Image-grounded pointing data:
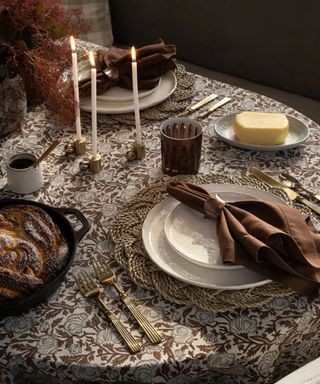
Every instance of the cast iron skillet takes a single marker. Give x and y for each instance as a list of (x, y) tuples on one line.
[(16, 307)]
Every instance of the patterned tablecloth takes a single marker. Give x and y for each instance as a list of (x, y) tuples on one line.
[(66, 340)]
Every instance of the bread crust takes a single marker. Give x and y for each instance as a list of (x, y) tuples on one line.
[(32, 250)]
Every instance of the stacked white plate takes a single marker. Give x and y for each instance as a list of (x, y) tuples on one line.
[(120, 100), (184, 244)]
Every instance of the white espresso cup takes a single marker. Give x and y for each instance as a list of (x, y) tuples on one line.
[(22, 176)]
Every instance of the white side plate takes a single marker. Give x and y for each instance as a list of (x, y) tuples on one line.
[(160, 93), (171, 262), (298, 133)]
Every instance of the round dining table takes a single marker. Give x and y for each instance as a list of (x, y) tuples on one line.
[(66, 339)]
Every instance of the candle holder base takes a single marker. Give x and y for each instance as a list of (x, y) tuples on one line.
[(80, 146), (69, 149), (84, 165), (95, 163), (137, 152)]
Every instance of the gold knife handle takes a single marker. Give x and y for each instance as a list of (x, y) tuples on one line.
[(311, 193), (131, 342), (314, 207), (219, 104), (149, 329), (198, 105)]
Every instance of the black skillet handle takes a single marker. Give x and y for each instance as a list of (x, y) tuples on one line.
[(85, 224)]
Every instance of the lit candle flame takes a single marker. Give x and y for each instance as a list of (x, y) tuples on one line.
[(72, 43), (91, 58), (133, 54)]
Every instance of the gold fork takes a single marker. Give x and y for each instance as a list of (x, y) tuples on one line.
[(90, 289), (106, 276)]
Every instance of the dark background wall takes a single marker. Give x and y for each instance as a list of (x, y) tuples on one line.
[(272, 42)]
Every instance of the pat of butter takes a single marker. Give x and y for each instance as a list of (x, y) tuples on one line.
[(261, 128)]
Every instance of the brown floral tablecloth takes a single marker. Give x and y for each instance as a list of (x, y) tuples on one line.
[(65, 340)]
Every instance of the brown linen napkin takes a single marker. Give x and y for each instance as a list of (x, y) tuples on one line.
[(274, 240), (152, 62)]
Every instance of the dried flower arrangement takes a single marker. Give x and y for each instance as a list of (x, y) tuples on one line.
[(34, 45)]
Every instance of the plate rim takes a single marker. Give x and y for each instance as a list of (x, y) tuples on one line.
[(168, 79), (201, 284), (176, 249), (272, 148)]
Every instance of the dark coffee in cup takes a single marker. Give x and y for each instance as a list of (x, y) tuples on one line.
[(21, 163)]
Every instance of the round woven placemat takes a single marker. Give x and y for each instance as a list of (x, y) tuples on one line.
[(126, 233)]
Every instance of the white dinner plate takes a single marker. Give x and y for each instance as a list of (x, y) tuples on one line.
[(194, 237), (298, 133), (160, 93), (171, 262), (114, 93)]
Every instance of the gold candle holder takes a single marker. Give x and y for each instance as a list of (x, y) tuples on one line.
[(95, 163), (80, 146), (77, 147), (137, 152)]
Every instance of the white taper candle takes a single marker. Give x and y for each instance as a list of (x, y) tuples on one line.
[(76, 88), (135, 95), (93, 105)]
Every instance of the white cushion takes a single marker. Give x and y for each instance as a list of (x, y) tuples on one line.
[(308, 374), (97, 13)]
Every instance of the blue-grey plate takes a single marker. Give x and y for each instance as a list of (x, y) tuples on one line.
[(298, 133)]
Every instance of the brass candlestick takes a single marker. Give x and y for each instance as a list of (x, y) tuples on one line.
[(95, 163), (78, 147), (137, 152)]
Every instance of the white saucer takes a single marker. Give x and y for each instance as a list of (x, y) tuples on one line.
[(181, 268), (298, 133)]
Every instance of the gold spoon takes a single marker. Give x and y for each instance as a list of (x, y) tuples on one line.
[(292, 182)]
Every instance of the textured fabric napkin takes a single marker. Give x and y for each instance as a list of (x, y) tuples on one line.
[(114, 67), (274, 240)]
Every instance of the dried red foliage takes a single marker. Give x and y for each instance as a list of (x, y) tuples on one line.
[(34, 43)]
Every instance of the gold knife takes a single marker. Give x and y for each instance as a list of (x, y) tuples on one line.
[(293, 196), (220, 103), (198, 105)]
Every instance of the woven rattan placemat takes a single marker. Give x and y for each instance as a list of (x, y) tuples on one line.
[(126, 233)]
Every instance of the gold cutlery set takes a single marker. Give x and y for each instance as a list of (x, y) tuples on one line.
[(90, 289), (292, 195), (203, 102)]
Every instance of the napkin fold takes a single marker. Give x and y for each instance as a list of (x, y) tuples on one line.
[(274, 240), (114, 67)]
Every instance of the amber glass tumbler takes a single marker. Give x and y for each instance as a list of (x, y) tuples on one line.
[(181, 140)]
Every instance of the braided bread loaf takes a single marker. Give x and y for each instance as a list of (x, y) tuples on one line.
[(32, 250)]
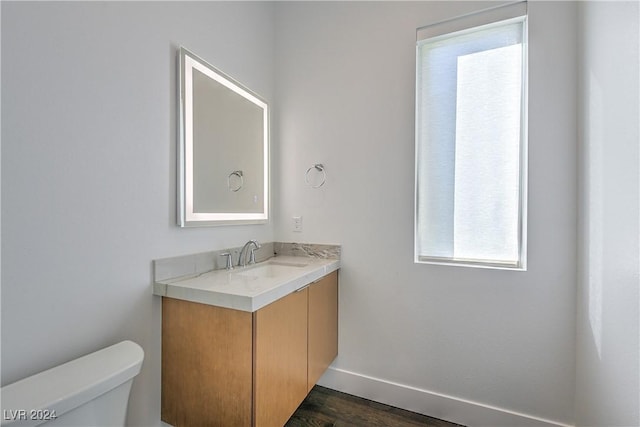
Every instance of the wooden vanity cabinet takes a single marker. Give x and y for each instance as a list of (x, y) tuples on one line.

- [WORK ITEM]
Your copy should hold exactly the lines from the one that contains "Every instance of the braided" through the final line of the data, both ends included, and no pictures.

- [FINISHED TASK]
Every instance of the braided bread loaf takes a single marker. Give x and y for each instance as a list of (x, y) tuples on one line.
[(32, 250)]
Every instance of the wooden vanity cabinet takes a single marker. Give x and y for each instance as a list of (x, y) tuples on one line.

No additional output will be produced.